▶ _Page text_:
-- Opening Marker --

I am trying to analyze the proteomics data published on synapse.org. In the MayoRnaSeq data neurodegenerative diseases like AD, PSP, pathological aging, etc, there is one cohort with 5 batches and 3 conditions (AD, PSP, and control) in all the 5 batches, there are terms egis and mgis. I am writing because I am unable to understand what those terms mean and why in my PCA, (unable to upload the plot here) these form different clusters as outliers would do. Is it advisable to remove these values from the dataset or do they have important information?
Please see the below as an illustration to explain my question. Such terms are present in all batches (b1,b2,b3,b4,b5)
mayo_b5_egis_02
mayo_b5_egis_24
mayo_b5_egis_45
mayo_b5_mgis_01
mayo_b5_mgis_23
mayo_b5_mgis_44
Also, these data are not annotated to any conditions (AD, PSP or control )

-- Closing Marker --

▶ _Data for analysis_:
-- Opening Marker --

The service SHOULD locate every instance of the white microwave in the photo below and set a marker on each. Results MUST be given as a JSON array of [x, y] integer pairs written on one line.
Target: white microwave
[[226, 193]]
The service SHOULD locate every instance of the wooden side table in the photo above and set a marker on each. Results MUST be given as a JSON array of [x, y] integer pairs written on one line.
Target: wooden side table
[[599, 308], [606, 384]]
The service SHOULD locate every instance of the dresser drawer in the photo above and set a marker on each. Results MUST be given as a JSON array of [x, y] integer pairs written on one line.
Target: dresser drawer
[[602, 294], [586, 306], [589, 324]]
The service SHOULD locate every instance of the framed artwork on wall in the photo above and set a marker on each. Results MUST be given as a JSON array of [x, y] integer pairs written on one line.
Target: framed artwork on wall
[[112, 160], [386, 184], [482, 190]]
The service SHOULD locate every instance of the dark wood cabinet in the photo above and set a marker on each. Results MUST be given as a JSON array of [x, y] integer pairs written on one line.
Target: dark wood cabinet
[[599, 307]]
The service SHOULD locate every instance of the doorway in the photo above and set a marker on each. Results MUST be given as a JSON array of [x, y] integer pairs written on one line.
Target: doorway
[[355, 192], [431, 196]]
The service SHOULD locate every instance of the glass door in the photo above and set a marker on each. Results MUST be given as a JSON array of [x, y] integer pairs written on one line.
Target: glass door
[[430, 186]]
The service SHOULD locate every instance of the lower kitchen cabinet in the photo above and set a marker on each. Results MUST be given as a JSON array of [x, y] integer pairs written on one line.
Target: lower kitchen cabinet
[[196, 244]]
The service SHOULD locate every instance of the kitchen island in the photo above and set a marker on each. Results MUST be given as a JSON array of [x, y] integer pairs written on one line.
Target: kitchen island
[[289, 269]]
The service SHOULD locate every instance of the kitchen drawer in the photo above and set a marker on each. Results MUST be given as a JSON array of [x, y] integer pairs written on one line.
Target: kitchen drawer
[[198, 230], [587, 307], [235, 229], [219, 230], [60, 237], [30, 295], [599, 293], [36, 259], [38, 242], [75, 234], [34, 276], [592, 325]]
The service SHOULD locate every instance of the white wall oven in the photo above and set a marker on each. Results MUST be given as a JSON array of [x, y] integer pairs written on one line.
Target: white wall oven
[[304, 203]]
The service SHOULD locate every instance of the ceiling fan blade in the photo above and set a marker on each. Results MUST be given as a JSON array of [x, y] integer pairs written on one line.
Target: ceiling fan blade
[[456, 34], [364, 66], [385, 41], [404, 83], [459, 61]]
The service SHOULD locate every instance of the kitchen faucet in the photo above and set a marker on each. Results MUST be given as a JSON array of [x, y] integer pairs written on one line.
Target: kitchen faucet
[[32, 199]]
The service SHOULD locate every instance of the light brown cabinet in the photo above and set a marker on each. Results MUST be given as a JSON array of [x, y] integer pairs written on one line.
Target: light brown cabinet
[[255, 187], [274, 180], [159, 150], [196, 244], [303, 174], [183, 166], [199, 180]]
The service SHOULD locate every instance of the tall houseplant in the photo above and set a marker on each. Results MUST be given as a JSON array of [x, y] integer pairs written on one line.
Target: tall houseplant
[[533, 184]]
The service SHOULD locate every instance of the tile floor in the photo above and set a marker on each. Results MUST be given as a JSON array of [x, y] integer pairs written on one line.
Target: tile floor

-- Closing Marker --

▶ _Tasks to perform_:
**a.** Decide whether each statement agrees with the proteomics post, answering yes or no and quoting the words that settle it: (i) The cohort described contains five batches. (ii) The egis and mgis samples are labeled with the AD condition. (iii) The poster shared the PCA plot in the post.
**b.** According to the proteomics post, why is the poster writing?
**c.** Carry on the proteomics post from the point where it stops.
The entries are unrelated to the proteomics post.

▶ _Exercise answers_:
**a.**
(i) Yes: "one cohort with 5 batches and 3 conditions"
(ii) No: "these data are not annotated to any conditions (AD, PSP or control )"
(iii) No: "(unable to upload the plot here)"

**b.** The poster does not understand what the terms egis and mgis mean. The poster also does not know why these samples form separate clusters in the PCA, the way outliers would.

**c.**
The data has the following synapseID: syn7431988 and the file I am trying to analyze is Mayo_Proteomics_TC_proteinoutput.txt
I tried to look at the Mayo_Proteomics_TC_searchparameters.xml
But couldn't understand the 'egis' and 'mgis' terms that appeared in all the 5 batches of the data.
I will be grateful if I could understand the above-mentioned parameters and can get answers to my questions.
Created by sumode Thank you! Hi @sumode The 'gis' files are global internal standards, which is why they grouping separately in your PCA. You can map the sampleIDs to the individual covariates (syn3817650) through syn9782771. We are working on providing a simpler set of metadata for this study.